Madame la garde des Sceaux,
Dans un courrier commun avec le Syndicat des avocats de France du 23 octobre dernier, nous vous demandions de faire retirer des salles d’audiences correctionnelles les box fermés par des panneaux de verre, voire des barreaux de métal, dans lesquels prévenus et accusés comparaissent. Nous dénoncions leur installation dans de nombreuses juridictions, parfois nuitamment, sans aucune concertation préalable ni avec le barreau, ni avec les magistrats et les fonctionnaires.
Ces éléments « d’architecture » entravent l’accès du justiciable à ses juges, la communication avec son conseil et portent des atteintes graves à la dignité et à la présomption d’innocence. Ils consacrent la transformation des tribunaux en bunkers, déshumanisant tant les professionnels que les justiciables et instillant la présomption d’une dangerosité de ces derniers.
Ce qui était autrefois la règle - un prévenu détenu qui comparait à la barre face à ses juges et peut s’expliquer en leur parlant directement, son avocat à ses côtés - est devenu quasiment impossible au fil des années, la diminution des personnels des escortes allant de pair avec l’idée que la comparution dans un box serait la règle et non l’exception.
Le mouvement de protestation de décembre dernier initié par le Syndicat des avocats de France et le Syndicat de la magistrature a porté ses fruits. Réagissant aux décisions de magistrats qui, d’initiative ou saisis par la défense, ont usé de leur pouvoir juridictionnel ou de police de l’audience pour faire comparaître les personnes à la barre et à l’assignation de l’Etat pour faute lourde par plusieurs organisations et syndicats d’avocats en raison de la construction de ces box, vous avez décidé le 22 décembre dernier d’en suspendre la construction et d’effectuer un état des lieux des équipements déjà installés. Les conditions de ces consultations paraissent cependant – une fois n’est pas coutume – obscures, plusieurs collègues présidents d’audience, principaux concernés pour décrire les effets de ces box sur la conduite des débats, nous indiquant ne pas avoir été interrogés.

■ ■ ■ ■ ■ ■ ■

→ **Tâches demandées**
(a) Pour chacune des affirmations suivantes, dites si elle correspond à la lettre sur les box, en citant les mots exacts qui tranchent. (i) Le courrier du 23 octobre a été écrit avec le Syndicat des avocats de France. (ii) Le 22 décembre, la ministre a décidé de suspendre la construction des box. (iii) Tous les présidents d'audience ont été interrogés pour l'état des lieux.
(b) D'après la lettre sur les box, qui a lancé le mouvement de protestation de décembre ?
(c) Recopiez le passage de la lettre sur les box qui va de « Ce qui était » à « et non l’exception. », ces deux bornes comprises.

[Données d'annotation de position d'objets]
■ ■ ■ ■ ■ ■ ■

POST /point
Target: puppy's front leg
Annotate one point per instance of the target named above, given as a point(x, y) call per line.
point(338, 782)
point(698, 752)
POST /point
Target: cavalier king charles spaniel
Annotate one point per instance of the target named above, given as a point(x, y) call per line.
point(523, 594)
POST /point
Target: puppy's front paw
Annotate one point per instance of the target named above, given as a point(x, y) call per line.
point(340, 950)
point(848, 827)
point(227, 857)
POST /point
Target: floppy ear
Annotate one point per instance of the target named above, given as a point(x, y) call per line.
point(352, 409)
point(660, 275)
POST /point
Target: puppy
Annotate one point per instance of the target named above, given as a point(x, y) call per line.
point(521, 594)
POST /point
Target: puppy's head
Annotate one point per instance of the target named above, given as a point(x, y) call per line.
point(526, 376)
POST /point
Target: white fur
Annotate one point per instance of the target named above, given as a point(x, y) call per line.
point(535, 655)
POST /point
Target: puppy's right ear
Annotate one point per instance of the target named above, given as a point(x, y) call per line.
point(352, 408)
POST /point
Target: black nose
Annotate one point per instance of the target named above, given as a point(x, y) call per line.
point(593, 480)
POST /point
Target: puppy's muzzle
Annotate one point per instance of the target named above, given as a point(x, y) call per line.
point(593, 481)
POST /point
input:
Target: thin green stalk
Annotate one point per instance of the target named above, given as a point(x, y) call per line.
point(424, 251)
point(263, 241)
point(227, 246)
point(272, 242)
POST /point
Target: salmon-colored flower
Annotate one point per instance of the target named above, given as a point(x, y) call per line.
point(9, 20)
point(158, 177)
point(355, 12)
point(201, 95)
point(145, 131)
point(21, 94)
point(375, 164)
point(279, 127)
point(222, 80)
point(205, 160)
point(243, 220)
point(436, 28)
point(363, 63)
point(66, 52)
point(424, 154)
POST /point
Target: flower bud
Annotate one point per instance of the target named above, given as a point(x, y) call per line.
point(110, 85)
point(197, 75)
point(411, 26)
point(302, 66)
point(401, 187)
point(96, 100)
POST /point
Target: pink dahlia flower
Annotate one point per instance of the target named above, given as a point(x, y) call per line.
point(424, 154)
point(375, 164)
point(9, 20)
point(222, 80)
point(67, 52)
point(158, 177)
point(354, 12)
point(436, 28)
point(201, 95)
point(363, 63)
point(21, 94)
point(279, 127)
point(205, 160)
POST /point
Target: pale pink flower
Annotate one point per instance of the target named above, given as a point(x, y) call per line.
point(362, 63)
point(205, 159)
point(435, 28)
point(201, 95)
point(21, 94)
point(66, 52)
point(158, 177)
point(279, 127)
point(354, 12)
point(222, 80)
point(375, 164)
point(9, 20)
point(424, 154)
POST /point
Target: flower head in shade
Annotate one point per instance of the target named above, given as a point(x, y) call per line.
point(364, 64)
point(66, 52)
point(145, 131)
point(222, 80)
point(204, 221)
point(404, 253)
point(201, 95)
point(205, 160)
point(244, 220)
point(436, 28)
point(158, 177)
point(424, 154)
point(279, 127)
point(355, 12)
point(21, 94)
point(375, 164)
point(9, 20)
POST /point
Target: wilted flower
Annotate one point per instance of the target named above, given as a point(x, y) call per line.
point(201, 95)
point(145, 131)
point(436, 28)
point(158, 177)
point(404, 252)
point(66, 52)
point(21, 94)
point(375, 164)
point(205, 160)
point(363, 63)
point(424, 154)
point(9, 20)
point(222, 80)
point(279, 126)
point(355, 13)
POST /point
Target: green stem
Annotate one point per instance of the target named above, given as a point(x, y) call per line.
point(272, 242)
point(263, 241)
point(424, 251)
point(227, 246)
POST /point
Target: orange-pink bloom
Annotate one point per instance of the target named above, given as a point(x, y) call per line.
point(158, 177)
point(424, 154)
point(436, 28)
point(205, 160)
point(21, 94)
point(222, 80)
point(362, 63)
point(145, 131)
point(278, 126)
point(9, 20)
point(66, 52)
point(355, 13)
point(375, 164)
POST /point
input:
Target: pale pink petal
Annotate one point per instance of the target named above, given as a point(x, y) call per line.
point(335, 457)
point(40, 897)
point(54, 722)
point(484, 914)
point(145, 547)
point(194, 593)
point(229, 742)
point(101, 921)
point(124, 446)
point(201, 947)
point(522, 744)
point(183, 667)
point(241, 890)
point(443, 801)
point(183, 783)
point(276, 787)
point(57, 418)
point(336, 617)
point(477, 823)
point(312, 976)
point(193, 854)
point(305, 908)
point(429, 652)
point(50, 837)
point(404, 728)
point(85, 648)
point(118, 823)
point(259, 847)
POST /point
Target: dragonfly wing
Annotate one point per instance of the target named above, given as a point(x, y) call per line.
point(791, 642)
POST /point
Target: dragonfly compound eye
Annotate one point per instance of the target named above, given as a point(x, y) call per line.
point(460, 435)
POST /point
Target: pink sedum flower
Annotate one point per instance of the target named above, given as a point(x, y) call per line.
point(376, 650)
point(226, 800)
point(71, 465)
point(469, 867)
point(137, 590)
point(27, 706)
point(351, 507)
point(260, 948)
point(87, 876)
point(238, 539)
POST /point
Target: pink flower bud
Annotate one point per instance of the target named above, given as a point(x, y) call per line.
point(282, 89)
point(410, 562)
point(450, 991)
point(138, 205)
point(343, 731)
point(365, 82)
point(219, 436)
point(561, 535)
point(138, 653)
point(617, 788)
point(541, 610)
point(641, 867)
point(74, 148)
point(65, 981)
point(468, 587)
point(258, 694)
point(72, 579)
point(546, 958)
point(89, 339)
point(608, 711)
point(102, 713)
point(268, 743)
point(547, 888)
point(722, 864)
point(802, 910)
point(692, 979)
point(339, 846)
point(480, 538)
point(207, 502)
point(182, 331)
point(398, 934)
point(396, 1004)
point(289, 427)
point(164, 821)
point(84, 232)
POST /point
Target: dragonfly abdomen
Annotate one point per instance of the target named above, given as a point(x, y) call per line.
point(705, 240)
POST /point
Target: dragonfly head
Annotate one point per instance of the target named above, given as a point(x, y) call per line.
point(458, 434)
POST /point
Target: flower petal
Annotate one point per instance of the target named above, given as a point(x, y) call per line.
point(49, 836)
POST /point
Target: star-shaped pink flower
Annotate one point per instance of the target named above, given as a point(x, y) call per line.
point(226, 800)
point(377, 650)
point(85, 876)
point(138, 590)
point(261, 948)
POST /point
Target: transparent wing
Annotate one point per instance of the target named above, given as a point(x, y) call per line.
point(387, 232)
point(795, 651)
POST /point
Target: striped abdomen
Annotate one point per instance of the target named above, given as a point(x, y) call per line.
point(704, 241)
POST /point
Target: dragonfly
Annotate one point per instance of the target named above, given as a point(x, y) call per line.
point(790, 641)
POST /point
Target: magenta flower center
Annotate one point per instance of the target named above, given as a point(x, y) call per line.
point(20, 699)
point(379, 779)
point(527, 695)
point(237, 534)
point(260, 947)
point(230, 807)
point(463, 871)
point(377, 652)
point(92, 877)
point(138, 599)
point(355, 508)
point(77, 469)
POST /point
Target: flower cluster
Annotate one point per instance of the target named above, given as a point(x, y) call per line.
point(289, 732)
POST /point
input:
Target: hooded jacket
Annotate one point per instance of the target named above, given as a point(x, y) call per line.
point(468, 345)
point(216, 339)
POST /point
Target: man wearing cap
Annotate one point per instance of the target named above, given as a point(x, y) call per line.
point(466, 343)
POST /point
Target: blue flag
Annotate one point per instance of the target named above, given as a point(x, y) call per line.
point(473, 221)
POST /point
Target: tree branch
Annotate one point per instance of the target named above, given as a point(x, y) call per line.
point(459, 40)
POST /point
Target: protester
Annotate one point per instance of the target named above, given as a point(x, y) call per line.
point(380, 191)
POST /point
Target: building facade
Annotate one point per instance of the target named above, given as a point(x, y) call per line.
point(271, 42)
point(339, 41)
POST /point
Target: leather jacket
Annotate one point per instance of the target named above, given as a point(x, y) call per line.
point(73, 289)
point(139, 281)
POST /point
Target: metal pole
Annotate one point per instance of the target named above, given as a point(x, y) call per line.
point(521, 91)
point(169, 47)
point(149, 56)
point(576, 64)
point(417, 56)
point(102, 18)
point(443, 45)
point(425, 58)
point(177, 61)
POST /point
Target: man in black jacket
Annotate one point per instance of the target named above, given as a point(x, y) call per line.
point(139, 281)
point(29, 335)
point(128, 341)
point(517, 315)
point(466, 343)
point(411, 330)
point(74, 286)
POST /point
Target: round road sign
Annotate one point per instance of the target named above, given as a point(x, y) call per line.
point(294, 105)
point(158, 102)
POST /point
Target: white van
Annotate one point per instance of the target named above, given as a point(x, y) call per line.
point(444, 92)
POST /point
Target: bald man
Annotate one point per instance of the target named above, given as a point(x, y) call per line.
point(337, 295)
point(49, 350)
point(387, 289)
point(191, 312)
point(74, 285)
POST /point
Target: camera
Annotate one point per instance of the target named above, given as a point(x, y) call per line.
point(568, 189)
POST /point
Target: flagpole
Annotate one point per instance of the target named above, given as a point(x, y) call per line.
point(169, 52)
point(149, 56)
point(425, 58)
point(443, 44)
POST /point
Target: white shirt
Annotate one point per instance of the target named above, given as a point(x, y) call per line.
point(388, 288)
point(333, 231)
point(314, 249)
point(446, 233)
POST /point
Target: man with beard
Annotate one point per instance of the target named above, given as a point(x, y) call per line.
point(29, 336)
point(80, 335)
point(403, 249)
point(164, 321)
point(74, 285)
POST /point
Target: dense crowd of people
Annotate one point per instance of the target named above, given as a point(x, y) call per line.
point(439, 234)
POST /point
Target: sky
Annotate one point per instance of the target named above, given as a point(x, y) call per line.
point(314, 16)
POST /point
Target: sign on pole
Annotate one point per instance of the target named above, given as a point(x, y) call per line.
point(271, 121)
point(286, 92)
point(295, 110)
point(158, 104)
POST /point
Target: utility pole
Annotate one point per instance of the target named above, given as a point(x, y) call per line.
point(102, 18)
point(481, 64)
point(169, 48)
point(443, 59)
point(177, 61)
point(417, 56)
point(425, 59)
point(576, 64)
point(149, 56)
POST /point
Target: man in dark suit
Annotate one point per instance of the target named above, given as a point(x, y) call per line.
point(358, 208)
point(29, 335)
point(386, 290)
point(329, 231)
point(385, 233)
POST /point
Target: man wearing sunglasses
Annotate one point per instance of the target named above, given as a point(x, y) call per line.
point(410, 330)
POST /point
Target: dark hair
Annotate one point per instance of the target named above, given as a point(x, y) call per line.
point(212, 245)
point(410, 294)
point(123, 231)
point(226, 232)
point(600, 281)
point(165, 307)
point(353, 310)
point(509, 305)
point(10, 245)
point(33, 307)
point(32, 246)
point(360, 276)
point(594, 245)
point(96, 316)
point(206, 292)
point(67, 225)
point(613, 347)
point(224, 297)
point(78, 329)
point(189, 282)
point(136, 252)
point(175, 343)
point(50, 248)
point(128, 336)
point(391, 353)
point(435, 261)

■ ■ ■ ■ ■ ■ ■

→ **Les réponses**
(a)
(i) Oui : « Dans un courrier commun avec le Syndicat des avocats de France du 23 octobre dernier ».
(ii) Oui : « vous avez décidé le 22 décembre dernier d’en suspendre la construction ».
(iii) Non : « plusieurs collègues présidents d’audience, principaux concernés pour décrire les effets de ces box sur la conduite des débats, nous indiquant ne pas avoir été interrogés ».

(b) Le Syndicat des avocats de France et le Syndicat de la magistrature.

(c)
Ce qui était autrefois la règle - un prévenu détenu qui comparait à la barre face à ses juges et peut s’expliquer en leur parlant directement, son avocat à ses côtés - est devenu quasiment impossible au fil des années, la diminution des personnels des escortes allant de pair avec l’idée que la comparution dans un box serait la règle et non l’exception.